» **Supplied passage**

Begin

Posted: Thu Nov 14, 2013 8:54 am
by Woodles
So if you put a tuned antenna into a waveguide you can detect a signal? Who would have thought it!  :shock:

Posted: Sat Nov 16, 2013 1:33 pm
by UBT - Timbo
With so many sources of signals, (mobile phones, microwave links, wifi routers etc), it doesn't take a rocket scientist to figure out that with just a bit of circuitry, one could collect the radio frequencies and turn them into another form of energy...

After all, isn't that what an AM radio does - turns RF into sound?

So, what I want is a small device that collects said RF signals, plugs into a micro-usb port, so I can recharge my smartphone for free....!!!!

regards
Tim

Posted: Tue Nov 19, 2013 10:50 am
by Woodles
UBT - Founder wrote:With so many sources of signals, (mobile phones, microwave links, wifi routers etc), it doesn't take a rocket scientist to figure out that with just a bit of circuitry, one could collect the radio frequencies and turn them into another form of energy...
It is very rare for broadcast radio signals to exceed 0.00025 mw/m2 inside a house, with VHF/UHF signals rarely exceeding 0.000007 mw/m2.
At a distance of 25 - 100m from a mobile phone base station, power levels of 0.1 mW/m2 - 3.0 mW/m2 may be expected.
So mobile 'phone signals will generally swamp any television/radio ones.
A 1 square metre RF antenna would collect 0.1 - 3 watts of power.
At the same efficiency as current solar panels, it would produce 0.012 - 0.51 watts of power.

(The experiment in the paper was performed at 16000 mW per square metre RF power  :o )
UBT - Founder wrote:After all, isn't that what an AM radio does - turns RF into sound?
Your standard radio consumes much more power than it produces! :)
UBT - Founder wrote:So, what I want is a small device that collects said RF signals, plugs into a micro-usb port, so I can recharge my smartphone for free....!!!!
An iPhone battery produces ~ 5.5 watts. @ 70% efficiency charging, it needs 7.8 watts to fully charge. An S3 battery produces ~ 7.98 watts, 11.4 watts to charge.

Use solar power to charge your 'phone, use USB to charge your 'phone but harvesting power from thin air won't charge your 'phone unless you're sitting under a mobile 'phone mast with an umbrella sized antenna and have 15 - 950 hours to spare!
:D

Posted: Tue Nov 19, 2013 5:37 pm
by UBT - Timbo
Woodles wrote:It is very rare for broadcast radio signals to exceed 0.00025 mw/m2 inside a house, with VHF/UHF signals rarely exceeding 0.000007 mw/m2.
At a distance of 25 - 100m from a mobile phone base station, power levels of 0.1 mW/m2 - 3.0 mW/m2 may be expected.
So mobile 'phone signals will generally swamp any television/radio ones.
A 1 square metre RF antenna would collect 0.1 - 3 watts of power.
At the same efficiency as current solar panels, it would produce 0.012 - 0.51 watts of power.

End

» **Task list**
[a] Return the part of the forum thread starting with "Your standard radio" and going on through "watts to charge.", copied word for word.
[b] For each statement, answer yes or no on whether it agrees with the forum thread, and quote the thread's deciding words: (i) Mobile phone signals will generally swamp television and radio signals. (ii) A standard radio produces more power than it consumes. (iii) An S3 battery produces about 5.5 watts.

[Rows of the object pointing dataset]
Begin

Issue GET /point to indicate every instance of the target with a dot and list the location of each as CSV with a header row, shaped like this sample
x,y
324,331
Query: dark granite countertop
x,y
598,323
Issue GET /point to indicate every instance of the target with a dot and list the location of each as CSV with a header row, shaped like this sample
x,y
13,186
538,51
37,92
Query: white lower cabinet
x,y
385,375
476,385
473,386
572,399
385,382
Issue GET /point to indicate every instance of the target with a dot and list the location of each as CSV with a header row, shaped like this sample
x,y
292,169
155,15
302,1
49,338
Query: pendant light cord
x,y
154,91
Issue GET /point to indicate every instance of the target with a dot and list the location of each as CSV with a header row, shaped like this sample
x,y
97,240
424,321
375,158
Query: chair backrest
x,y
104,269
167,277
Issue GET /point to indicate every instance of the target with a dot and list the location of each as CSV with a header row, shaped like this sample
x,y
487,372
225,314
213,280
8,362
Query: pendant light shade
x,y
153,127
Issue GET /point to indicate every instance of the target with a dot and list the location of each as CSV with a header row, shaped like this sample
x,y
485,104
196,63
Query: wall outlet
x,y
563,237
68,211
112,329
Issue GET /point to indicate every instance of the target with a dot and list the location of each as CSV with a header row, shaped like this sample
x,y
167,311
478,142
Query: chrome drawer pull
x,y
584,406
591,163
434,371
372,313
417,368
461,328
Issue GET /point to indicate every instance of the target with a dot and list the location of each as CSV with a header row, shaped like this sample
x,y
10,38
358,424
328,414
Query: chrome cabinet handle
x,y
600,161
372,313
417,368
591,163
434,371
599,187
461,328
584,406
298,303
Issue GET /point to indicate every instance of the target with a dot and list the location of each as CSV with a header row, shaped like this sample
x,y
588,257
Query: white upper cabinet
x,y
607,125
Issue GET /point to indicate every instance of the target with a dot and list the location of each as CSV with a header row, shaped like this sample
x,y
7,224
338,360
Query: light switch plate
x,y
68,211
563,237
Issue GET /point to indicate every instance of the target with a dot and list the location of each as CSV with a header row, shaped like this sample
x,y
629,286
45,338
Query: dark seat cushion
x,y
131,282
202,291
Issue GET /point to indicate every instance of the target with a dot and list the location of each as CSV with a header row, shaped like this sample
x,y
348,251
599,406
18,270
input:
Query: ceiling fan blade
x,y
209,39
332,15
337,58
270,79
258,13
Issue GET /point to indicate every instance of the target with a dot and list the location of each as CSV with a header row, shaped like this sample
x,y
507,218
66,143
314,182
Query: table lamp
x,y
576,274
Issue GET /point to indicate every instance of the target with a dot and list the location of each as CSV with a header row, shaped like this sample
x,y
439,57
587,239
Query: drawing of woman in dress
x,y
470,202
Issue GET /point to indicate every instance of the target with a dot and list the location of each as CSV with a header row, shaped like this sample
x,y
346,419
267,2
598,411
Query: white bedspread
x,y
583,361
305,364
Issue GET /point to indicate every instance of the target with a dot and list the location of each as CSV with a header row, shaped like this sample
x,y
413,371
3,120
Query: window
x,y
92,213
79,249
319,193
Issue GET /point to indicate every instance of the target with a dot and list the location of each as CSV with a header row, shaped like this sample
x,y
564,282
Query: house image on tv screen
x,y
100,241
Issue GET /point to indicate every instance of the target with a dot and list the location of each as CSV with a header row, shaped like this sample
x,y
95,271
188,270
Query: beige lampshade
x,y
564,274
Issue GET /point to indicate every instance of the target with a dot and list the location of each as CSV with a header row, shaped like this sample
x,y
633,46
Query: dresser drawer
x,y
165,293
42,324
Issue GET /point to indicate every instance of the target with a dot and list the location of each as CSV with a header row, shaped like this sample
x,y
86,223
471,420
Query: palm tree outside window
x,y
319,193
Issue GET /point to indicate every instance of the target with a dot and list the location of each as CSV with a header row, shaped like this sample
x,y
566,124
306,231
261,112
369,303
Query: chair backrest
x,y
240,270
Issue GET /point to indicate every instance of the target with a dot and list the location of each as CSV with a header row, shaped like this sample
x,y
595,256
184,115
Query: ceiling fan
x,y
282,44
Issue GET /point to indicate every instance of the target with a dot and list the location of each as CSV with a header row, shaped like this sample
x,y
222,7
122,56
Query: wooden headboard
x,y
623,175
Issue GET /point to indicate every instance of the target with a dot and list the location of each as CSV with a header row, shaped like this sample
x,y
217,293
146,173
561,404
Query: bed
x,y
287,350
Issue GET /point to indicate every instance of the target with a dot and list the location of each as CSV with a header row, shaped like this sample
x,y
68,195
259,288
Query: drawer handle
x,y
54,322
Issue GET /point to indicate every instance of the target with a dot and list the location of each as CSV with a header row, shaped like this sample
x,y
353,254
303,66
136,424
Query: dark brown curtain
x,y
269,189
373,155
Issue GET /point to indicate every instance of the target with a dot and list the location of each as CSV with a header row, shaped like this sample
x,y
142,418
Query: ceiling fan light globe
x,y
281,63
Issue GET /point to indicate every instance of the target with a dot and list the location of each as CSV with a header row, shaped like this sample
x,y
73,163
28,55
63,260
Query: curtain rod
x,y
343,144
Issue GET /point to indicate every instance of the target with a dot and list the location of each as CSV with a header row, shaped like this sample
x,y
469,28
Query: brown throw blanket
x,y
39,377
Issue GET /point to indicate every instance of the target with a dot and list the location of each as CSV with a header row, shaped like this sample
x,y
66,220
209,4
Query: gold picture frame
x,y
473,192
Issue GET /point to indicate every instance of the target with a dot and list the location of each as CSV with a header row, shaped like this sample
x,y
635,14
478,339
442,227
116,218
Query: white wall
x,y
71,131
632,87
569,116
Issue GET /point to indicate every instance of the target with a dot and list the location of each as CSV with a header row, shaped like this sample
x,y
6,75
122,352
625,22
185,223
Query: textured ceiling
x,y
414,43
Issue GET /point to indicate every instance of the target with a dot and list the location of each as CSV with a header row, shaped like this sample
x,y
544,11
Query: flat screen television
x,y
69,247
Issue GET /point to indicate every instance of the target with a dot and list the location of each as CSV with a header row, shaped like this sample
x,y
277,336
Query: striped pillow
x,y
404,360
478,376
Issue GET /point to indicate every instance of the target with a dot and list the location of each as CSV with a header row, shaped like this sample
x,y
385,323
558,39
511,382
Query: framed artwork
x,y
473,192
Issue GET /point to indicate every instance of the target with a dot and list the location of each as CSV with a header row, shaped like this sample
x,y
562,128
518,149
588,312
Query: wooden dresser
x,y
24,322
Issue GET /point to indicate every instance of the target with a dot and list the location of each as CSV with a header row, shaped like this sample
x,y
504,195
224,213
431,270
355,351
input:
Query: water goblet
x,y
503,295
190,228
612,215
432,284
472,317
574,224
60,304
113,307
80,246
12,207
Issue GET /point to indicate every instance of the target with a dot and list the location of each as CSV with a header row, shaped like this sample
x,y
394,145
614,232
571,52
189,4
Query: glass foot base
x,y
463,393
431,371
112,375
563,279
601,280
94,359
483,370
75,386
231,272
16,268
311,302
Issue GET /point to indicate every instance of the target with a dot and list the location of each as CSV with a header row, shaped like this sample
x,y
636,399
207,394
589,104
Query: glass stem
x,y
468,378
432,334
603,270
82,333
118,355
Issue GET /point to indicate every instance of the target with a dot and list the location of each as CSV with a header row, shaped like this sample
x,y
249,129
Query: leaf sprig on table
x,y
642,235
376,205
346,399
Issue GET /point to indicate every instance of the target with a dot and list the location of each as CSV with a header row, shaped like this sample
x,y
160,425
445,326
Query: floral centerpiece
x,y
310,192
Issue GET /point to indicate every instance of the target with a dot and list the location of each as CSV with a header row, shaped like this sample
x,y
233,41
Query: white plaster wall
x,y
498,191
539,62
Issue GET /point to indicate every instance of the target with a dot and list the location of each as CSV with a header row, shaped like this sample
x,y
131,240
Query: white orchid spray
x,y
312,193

End

» **Solutions by task**
[a]
Your standard radio consumes much more power than it produces! :)
UBT - Founder wrote:So, what I want is a small device that collects said RF signals, plugs into a micro-usb port, so I can recharge my smartphone for free....!!!!
An iPhone battery produces ~ 5.5 watts. @ 70% efficiency charging, it needs 7.8 watts to fully charge. An S3 battery produces ~ 7.98 watts, 11.4 watts to charge.

[b]
(i) Yes: "So mobile 'phone signals will generally swamp any television/radio ones."
(ii) No: "Your standard radio consumes much more power than it produces!"
(iii) No: "An S3 battery produces ~ 7.98 watts"